Entries in the collection
----

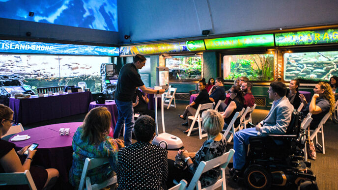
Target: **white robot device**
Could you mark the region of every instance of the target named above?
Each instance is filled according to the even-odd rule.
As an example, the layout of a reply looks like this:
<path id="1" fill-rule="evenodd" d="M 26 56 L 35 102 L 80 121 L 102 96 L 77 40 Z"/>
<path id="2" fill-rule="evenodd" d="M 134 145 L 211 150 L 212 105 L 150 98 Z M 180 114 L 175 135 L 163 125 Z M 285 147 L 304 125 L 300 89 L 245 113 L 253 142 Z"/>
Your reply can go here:
<path id="1" fill-rule="evenodd" d="M 155 89 L 165 88 L 168 87 L 169 81 L 169 70 L 168 67 L 157 67 L 157 86 L 155 87 Z M 164 73 L 164 74 L 162 74 Z M 166 79 L 163 79 L 164 77 Z M 163 133 L 160 134 L 158 129 L 158 119 L 157 119 L 157 97 L 161 96 L 161 113 L 162 121 L 162 129 Z M 153 139 L 152 143 L 159 145 L 161 147 L 167 149 L 176 149 L 183 146 L 183 142 L 181 139 L 175 136 L 166 133 L 166 129 L 164 125 L 164 113 L 163 109 L 163 99 L 164 94 L 161 95 L 154 96 L 155 98 L 155 123 L 156 123 L 156 136 Z"/>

----

TASK BRIEF: Reproduce the material above word for word, leaving out the picture.

OUTPUT OF THE EXERCISE:
Target: **white robot device**
Could you mark the region of every instance of the target named above?
Each instance is filled according to the even-odd rule.
As an example, the layout of a reply looks like this:
<path id="1" fill-rule="evenodd" d="M 26 56 L 35 102 L 80 121 L 102 96 L 77 40 Z"/>
<path id="2" fill-rule="evenodd" d="M 134 145 L 211 150 L 212 105 L 150 98 Z M 180 114 L 175 135 L 163 125 Z M 285 147 L 304 125 L 300 89 L 245 113 L 253 142 Z"/>
Your reply can go here:
<path id="1" fill-rule="evenodd" d="M 155 89 L 165 88 L 168 87 L 169 81 L 169 70 L 168 67 L 157 67 L 157 86 L 155 87 Z M 164 73 L 164 74 L 162 74 Z M 166 79 L 163 79 L 164 77 Z M 163 133 L 160 134 L 158 129 L 158 119 L 157 119 L 157 97 L 161 96 L 161 113 L 162 121 L 162 129 Z M 153 139 L 152 143 L 159 145 L 161 147 L 167 149 L 176 149 L 183 146 L 183 142 L 181 139 L 175 136 L 166 133 L 166 129 L 164 125 L 164 113 L 163 109 L 163 99 L 164 94 L 161 95 L 154 96 L 155 98 L 155 123 L 156 123 L 156 136 Z"/>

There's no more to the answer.